▶ **Given problem 1**:
About the article on how power changes the voice:
(a) In which journal was the new research published?
(b) At which university is the lead researcher, Sei Jin Ko?
(c) Which former UK prime minister inspired the researchers to study acoustic cues and power?

▶ **Provided passage**:
The sound of status: People know high-power voices when they hear them
Being in a position of power can fundamentally change the way you speak, altering basic acoustic properties of the voice, and other people are able to pick up on these vocal cues to know who is really in charge, according to new research published in Psychological Science, a journal of the Association for Psychological Science.
We tend to focus on our words when we want to come across as powerful to others, but these findings suggest that basic acoustic cues also play an important role:
"Our findings suggest that whether it's parents attempting to assert authority over unruly children, haggling between a car salesman and customer, or negotiations between heads of states, the sound of the voices involved may profoundly determine the outcome of those interactions," says psychological scientist and lead researcher Sei Jin Ko of San Diego State University.HT: Marginal Revolution's Assorted Links
The researchers had long been interested in non-language-related properties of speech, but it was former UK prime minister Margaret Thatcher that inspired them to investigate the relationship between acoustic cues and power.
"It was quite well known that Thatcher had gone through extensive voice coaching to exude a more authoritative, powerful persona," explains Ko. "We wanted to explore how something so fundamental as power might elicit changes in the way a voice sounds, and how these situational vocal changes impact the way listeners perceive and behave toward the speakers."

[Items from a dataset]
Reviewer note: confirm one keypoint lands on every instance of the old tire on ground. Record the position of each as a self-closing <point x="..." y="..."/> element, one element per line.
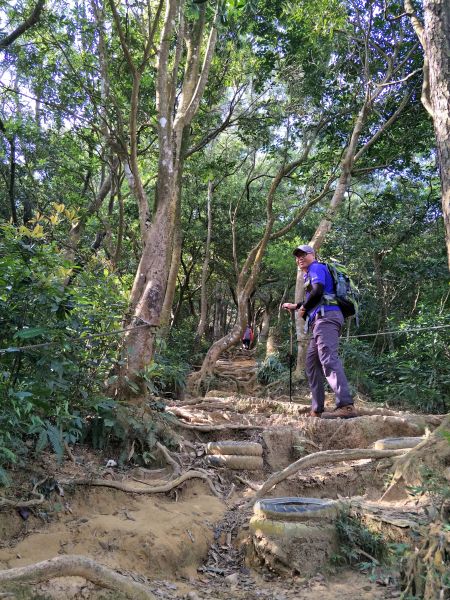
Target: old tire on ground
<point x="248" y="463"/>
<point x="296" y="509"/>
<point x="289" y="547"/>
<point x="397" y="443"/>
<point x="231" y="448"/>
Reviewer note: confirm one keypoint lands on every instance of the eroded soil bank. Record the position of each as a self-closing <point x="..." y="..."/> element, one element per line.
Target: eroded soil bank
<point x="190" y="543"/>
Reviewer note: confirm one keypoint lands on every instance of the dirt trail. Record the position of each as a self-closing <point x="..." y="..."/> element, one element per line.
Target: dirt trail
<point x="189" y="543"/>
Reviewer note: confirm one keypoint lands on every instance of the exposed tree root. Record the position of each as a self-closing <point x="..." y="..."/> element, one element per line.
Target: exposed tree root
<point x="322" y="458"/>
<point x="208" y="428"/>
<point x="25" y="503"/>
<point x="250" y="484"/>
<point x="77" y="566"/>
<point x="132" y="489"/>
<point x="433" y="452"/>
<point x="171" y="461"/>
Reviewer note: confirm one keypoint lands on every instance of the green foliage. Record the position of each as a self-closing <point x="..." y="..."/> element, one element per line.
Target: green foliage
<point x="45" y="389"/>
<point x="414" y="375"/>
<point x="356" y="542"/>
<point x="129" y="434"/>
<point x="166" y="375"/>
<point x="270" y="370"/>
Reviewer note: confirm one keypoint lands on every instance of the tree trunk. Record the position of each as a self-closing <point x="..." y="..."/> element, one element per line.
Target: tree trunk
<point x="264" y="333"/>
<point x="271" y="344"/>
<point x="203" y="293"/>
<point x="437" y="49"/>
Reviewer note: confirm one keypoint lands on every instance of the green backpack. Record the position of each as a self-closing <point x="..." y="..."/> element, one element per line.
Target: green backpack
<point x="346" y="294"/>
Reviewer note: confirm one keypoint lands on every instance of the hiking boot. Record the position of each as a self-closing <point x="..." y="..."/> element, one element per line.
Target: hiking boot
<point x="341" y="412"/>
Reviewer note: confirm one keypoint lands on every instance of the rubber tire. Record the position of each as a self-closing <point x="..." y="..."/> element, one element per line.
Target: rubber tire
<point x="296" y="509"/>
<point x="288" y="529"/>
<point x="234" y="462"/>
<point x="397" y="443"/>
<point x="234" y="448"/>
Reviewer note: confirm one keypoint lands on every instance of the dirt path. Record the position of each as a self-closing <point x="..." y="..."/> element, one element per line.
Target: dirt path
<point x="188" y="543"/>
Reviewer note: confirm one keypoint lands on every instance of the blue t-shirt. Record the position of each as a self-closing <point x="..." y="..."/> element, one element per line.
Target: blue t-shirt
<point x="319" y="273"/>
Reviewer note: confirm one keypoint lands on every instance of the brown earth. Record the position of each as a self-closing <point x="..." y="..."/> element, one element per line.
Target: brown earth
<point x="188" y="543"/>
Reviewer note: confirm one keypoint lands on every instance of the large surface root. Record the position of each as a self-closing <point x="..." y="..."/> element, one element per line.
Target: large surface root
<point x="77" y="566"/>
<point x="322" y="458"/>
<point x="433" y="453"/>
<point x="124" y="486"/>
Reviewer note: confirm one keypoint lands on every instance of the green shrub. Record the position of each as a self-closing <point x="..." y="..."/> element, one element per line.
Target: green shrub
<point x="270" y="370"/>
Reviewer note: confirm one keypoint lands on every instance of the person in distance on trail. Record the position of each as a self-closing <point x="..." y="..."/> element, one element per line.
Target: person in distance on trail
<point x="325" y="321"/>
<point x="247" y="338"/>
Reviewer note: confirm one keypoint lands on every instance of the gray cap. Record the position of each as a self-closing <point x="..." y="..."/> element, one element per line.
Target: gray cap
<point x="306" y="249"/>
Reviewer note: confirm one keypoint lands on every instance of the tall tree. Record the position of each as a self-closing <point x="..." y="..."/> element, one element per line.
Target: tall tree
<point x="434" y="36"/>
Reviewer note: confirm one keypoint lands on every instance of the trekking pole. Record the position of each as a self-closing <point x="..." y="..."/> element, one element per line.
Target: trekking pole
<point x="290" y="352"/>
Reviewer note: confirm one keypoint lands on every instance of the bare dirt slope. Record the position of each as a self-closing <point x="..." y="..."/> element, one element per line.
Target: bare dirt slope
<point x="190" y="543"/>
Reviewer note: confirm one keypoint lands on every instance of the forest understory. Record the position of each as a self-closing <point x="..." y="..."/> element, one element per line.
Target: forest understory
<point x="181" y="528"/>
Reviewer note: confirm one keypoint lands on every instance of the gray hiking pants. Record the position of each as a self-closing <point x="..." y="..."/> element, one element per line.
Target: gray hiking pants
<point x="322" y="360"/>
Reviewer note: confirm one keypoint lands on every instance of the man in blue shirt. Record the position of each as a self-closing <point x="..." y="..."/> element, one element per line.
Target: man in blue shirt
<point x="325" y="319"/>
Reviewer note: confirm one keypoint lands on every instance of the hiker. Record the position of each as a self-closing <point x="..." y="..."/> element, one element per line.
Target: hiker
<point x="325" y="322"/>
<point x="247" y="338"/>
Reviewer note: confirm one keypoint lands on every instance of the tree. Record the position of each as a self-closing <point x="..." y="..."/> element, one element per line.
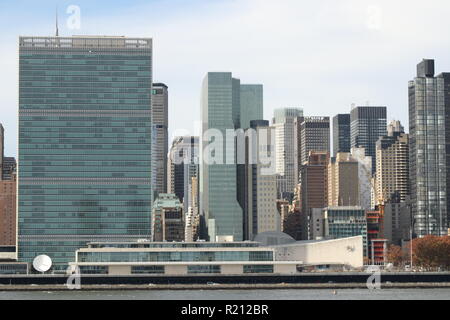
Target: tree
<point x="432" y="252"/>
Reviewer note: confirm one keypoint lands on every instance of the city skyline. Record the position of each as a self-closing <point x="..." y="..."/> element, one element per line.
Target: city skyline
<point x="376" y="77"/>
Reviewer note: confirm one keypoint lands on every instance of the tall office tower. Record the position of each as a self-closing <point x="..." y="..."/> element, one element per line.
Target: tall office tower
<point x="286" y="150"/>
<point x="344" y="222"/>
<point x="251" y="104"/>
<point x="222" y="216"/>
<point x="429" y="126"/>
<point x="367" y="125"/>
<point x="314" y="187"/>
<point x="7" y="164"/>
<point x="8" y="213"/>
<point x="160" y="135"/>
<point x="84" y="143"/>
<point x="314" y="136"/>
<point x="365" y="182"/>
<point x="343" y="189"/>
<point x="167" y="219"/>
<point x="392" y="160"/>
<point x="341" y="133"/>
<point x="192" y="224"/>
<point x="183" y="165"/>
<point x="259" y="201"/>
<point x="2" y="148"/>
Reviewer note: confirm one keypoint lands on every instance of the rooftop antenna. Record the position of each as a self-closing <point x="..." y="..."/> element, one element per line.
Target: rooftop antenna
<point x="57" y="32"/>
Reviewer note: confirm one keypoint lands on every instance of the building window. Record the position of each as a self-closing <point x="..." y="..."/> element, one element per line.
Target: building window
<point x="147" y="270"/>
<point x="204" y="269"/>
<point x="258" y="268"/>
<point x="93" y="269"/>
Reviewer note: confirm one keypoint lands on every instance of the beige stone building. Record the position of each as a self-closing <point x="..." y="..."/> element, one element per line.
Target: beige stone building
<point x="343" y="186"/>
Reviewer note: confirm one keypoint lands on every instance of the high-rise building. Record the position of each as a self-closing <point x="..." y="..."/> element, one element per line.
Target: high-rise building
* * *
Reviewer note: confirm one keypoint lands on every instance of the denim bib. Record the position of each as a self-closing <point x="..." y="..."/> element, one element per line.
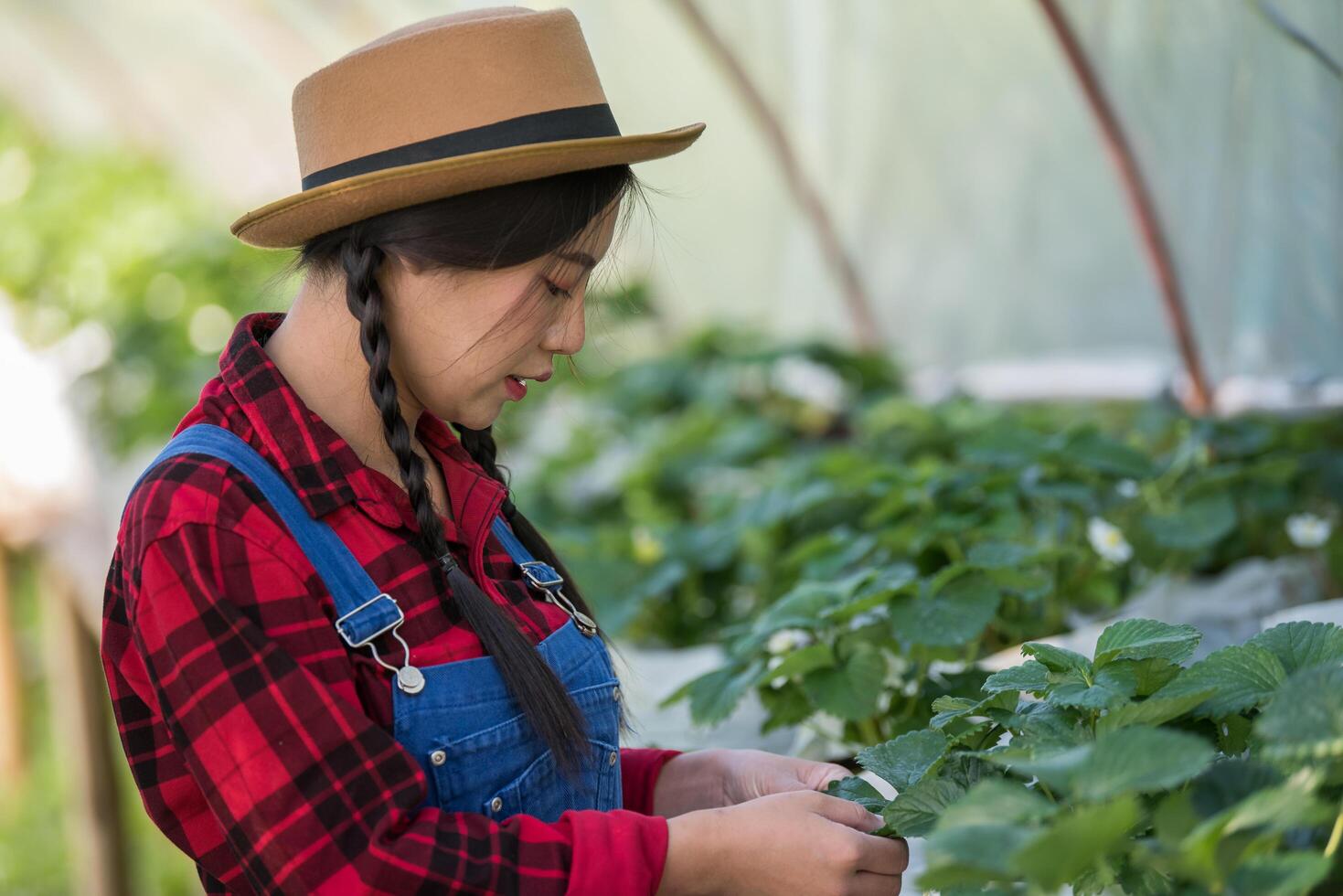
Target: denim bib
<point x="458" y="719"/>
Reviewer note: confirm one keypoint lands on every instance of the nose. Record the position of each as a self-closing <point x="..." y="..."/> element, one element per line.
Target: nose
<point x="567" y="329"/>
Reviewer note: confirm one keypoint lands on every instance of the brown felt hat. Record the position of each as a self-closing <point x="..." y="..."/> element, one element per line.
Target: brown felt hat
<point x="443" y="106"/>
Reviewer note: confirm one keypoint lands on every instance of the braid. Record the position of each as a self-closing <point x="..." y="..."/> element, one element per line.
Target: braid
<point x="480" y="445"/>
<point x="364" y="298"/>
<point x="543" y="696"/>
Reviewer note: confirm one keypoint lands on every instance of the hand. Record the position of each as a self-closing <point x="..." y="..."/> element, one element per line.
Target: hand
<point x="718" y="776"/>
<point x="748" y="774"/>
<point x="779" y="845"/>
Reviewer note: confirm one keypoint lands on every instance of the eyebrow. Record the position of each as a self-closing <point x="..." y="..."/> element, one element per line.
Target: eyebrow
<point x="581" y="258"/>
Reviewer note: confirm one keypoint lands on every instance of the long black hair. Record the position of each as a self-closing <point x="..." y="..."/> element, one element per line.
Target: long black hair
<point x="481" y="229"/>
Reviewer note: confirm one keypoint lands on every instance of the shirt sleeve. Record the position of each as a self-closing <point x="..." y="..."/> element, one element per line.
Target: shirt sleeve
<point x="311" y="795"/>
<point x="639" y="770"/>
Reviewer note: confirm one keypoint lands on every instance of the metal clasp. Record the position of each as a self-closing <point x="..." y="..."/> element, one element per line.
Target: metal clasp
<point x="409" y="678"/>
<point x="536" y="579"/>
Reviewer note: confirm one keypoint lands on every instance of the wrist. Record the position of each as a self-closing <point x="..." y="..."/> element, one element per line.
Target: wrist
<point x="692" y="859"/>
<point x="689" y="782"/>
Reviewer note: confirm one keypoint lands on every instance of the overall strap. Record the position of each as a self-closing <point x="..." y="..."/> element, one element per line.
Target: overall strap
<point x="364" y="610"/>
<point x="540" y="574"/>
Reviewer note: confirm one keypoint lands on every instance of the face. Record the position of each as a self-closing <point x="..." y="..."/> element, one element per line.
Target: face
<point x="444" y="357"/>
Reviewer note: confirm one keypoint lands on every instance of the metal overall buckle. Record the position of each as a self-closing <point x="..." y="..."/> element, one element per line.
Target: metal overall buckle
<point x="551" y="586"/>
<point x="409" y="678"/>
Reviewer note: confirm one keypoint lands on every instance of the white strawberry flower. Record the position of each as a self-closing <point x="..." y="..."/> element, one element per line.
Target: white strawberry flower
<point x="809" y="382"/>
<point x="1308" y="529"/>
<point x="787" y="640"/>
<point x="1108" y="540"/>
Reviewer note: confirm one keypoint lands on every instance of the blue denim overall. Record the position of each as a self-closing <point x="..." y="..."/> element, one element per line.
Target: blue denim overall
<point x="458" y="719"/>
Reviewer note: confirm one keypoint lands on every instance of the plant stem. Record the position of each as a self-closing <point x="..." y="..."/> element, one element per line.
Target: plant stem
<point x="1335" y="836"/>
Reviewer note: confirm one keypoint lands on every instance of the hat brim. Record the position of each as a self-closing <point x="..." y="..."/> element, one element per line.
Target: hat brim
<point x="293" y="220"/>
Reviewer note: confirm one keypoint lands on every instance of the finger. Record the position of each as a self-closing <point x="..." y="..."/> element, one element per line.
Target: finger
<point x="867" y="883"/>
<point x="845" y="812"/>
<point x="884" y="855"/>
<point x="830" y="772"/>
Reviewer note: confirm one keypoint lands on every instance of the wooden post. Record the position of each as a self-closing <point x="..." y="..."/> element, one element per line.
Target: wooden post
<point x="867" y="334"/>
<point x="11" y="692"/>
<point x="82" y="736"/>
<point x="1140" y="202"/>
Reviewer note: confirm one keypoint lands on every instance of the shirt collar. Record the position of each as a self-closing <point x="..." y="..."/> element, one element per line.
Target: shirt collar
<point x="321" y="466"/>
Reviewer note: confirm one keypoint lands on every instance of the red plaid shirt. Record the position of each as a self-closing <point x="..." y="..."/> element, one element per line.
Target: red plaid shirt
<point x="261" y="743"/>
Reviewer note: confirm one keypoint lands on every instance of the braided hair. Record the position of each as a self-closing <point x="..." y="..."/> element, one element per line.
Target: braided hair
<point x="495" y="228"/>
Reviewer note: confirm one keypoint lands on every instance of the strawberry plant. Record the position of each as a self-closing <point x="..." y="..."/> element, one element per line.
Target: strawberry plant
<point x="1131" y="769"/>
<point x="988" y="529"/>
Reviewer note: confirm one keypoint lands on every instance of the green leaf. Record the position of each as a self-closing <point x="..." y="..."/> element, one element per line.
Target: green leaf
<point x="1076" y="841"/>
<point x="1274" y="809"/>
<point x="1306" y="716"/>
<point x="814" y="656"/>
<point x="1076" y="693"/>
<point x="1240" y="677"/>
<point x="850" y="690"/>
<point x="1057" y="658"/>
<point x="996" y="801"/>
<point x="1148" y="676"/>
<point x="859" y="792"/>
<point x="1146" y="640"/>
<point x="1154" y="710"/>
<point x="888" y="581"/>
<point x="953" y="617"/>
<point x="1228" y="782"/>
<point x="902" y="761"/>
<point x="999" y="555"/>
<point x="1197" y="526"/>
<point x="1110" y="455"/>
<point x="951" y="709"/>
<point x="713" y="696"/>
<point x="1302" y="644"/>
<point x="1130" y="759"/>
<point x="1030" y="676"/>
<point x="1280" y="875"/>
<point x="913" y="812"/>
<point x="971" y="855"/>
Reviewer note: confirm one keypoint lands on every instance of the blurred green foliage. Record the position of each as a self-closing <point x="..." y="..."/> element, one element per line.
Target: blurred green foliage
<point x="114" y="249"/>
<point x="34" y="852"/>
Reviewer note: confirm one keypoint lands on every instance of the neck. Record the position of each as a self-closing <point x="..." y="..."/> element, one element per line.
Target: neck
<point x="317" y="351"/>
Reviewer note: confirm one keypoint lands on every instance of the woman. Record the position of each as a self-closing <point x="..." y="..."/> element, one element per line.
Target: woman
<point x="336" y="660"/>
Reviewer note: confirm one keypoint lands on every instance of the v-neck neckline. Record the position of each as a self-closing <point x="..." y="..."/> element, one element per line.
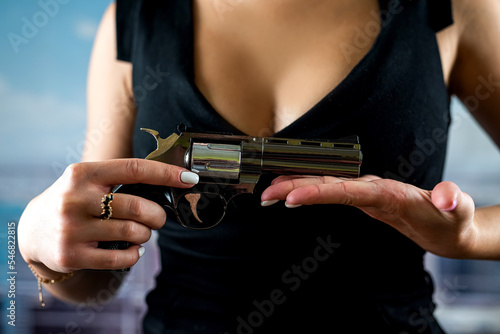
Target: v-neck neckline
* * *
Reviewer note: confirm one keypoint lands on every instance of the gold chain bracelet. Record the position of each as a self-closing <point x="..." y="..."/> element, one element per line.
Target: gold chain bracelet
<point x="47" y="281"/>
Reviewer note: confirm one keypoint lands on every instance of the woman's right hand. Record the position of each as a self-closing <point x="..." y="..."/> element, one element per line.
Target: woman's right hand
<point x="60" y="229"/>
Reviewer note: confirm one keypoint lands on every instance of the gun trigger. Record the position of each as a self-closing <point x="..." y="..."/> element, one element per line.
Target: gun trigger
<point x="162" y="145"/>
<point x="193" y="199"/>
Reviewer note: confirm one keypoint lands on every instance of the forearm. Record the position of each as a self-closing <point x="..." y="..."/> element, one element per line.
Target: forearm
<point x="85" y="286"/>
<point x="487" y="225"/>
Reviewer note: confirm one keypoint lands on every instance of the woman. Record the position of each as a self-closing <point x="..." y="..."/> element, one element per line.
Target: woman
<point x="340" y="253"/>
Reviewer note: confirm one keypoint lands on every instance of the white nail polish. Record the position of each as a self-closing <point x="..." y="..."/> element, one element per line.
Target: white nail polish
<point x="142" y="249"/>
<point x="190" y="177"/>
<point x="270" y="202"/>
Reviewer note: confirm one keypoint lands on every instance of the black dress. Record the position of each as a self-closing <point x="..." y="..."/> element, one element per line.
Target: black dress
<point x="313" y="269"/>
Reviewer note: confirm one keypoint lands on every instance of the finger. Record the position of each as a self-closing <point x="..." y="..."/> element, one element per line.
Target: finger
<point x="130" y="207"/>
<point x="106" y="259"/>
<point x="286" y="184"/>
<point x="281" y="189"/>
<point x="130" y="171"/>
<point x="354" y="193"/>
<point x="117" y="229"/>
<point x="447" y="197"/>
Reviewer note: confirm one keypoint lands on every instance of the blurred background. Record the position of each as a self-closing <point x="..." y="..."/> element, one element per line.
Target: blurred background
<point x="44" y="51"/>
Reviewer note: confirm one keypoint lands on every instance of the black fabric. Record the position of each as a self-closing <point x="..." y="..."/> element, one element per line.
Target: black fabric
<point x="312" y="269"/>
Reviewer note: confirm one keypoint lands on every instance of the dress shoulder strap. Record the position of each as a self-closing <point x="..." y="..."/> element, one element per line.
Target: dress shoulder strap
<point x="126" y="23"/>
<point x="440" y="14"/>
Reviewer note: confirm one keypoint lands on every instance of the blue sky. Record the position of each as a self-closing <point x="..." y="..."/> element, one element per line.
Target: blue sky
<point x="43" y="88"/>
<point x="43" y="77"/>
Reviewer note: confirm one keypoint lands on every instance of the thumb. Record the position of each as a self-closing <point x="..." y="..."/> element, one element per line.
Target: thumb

▶ **Given problem 2**: Which lines of the records contain the word "pole"? Select and copy each one.

▶ **Full answer 1**:
(a) Psychological Science
(b) San Diego State University
(c) Margaret Thatcher

▶ **Full answer 2**:
Reviewer note: confirm one keypoint lands on every instance of the trekking pole. Record the position of each as a self-closing <point x="..." y="..."/> element, one element per line.
Target: trekking pole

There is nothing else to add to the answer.